YOUR TASK — Report only how many of the lines below contain the word "metal". Case counts.

* start RECORDS TO PROCESS *

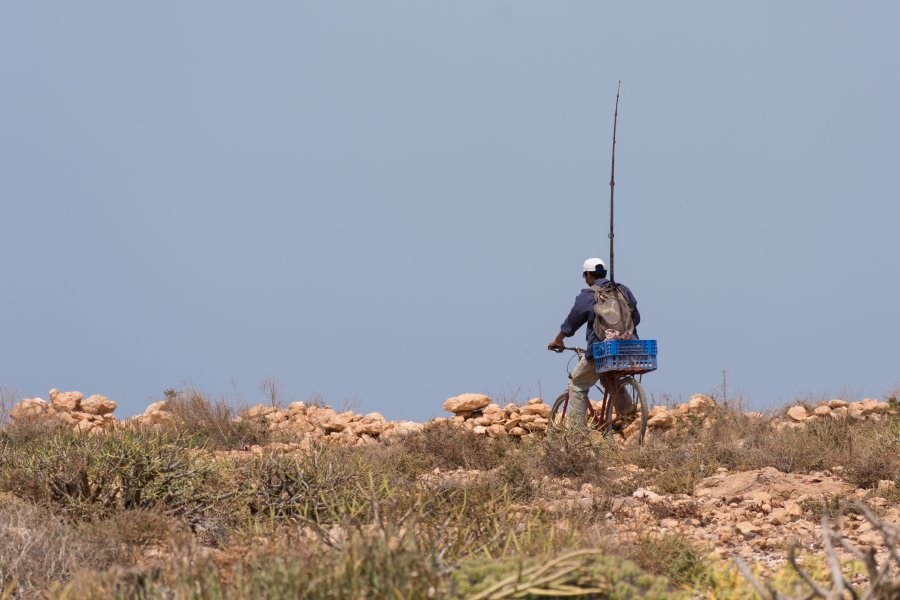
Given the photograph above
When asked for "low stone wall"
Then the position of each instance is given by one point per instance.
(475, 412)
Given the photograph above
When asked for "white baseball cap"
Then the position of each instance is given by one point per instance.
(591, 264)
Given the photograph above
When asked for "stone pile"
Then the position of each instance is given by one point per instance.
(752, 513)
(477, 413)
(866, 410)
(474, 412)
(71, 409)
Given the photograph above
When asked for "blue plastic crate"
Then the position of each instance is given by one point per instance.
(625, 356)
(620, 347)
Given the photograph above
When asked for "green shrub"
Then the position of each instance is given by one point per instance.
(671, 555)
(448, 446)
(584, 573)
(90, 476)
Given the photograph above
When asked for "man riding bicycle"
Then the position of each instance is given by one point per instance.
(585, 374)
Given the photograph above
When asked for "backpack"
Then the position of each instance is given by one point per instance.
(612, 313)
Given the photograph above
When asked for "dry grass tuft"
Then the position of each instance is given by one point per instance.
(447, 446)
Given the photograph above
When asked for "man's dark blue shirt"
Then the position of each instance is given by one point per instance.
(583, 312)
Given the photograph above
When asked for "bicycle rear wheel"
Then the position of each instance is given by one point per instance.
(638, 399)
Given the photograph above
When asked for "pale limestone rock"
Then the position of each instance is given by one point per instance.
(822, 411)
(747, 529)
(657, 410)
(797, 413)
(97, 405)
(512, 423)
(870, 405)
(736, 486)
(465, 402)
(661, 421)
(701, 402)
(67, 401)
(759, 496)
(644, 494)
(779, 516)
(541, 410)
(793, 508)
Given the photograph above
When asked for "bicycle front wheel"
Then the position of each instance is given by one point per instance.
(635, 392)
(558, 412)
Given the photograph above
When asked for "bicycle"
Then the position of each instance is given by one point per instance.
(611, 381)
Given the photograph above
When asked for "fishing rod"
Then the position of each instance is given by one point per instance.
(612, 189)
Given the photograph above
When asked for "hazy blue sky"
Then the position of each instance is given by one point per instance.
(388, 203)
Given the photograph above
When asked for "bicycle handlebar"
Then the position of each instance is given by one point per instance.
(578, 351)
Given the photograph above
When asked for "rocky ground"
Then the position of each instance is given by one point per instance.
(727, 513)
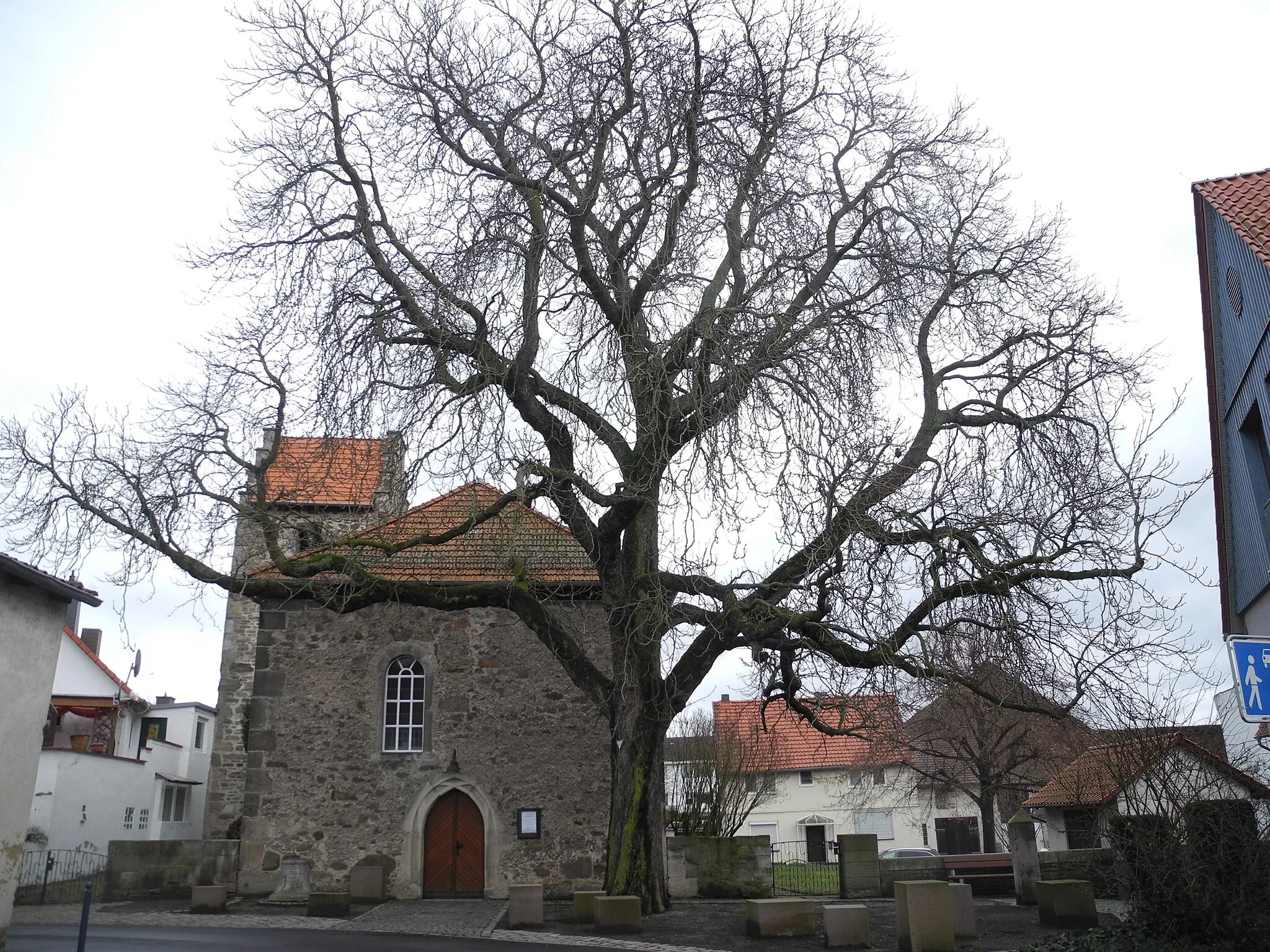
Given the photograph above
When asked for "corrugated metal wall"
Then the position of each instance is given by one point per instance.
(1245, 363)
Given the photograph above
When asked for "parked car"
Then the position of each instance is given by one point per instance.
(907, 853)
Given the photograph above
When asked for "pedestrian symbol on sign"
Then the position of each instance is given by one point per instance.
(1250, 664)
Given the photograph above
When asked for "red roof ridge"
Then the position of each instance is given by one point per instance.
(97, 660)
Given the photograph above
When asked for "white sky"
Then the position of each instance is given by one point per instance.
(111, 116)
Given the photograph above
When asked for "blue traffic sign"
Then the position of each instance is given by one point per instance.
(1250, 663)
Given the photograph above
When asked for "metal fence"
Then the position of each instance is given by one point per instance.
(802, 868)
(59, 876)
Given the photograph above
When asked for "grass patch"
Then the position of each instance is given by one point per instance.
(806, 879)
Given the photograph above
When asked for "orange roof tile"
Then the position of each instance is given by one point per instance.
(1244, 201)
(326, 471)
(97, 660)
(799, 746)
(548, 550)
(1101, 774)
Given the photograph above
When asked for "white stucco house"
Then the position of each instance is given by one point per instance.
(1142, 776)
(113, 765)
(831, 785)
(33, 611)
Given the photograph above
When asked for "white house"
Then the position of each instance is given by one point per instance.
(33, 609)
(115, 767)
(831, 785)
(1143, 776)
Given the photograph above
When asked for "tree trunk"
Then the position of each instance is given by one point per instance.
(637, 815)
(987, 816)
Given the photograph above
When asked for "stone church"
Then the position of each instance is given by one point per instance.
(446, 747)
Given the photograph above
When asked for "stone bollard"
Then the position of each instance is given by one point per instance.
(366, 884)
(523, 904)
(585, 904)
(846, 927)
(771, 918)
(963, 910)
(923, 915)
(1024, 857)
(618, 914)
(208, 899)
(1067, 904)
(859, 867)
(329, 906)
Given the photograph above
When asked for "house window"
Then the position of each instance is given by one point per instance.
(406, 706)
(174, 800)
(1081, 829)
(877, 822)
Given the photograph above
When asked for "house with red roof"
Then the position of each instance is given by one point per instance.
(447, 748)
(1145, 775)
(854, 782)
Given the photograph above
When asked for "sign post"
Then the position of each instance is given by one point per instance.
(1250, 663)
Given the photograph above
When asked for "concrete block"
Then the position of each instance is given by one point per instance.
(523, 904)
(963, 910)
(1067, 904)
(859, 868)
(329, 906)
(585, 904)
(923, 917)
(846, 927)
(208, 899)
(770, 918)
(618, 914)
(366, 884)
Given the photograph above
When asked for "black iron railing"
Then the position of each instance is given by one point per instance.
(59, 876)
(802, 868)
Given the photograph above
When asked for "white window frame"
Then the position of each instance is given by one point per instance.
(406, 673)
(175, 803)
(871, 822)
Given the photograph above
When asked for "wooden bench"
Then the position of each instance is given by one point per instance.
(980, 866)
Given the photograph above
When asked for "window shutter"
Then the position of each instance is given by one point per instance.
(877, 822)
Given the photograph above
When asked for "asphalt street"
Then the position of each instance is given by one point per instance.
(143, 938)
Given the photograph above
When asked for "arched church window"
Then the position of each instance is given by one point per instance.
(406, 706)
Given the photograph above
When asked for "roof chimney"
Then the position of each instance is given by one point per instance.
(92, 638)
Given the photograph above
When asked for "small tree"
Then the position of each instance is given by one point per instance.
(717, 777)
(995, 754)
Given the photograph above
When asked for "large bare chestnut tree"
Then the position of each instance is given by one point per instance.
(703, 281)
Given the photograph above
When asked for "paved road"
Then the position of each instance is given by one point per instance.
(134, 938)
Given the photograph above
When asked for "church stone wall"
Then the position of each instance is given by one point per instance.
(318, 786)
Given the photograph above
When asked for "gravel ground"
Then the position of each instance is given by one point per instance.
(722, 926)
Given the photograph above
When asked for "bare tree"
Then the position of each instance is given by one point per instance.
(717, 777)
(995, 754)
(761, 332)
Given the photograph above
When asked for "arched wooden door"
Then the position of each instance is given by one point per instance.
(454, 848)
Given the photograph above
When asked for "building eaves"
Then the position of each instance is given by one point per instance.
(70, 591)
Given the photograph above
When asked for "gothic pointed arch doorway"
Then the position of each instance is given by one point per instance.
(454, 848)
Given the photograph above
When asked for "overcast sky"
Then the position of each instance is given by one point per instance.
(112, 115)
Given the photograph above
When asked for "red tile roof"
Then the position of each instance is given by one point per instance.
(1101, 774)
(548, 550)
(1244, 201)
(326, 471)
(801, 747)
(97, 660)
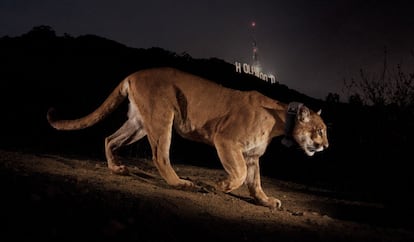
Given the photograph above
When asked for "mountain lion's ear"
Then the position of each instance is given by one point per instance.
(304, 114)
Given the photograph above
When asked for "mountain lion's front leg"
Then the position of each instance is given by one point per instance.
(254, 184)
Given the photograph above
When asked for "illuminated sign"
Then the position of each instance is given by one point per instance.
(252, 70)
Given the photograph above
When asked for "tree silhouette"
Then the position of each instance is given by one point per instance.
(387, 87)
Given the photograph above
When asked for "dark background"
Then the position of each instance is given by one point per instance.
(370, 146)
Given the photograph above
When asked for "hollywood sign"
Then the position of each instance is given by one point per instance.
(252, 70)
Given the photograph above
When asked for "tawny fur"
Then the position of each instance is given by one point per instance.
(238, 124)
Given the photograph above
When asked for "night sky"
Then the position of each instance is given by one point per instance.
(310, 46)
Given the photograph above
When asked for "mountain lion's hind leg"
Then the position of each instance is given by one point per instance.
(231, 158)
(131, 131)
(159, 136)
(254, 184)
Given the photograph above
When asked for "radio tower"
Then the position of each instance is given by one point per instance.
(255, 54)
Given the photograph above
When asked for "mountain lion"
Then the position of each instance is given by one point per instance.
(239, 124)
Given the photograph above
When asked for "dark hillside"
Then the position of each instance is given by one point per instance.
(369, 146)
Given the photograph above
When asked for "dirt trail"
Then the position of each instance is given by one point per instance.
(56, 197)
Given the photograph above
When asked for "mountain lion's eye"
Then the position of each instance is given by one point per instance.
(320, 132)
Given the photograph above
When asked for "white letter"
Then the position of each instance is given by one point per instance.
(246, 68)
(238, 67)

* end RECORDS TO PROCESS *

TASK ANSWER — 2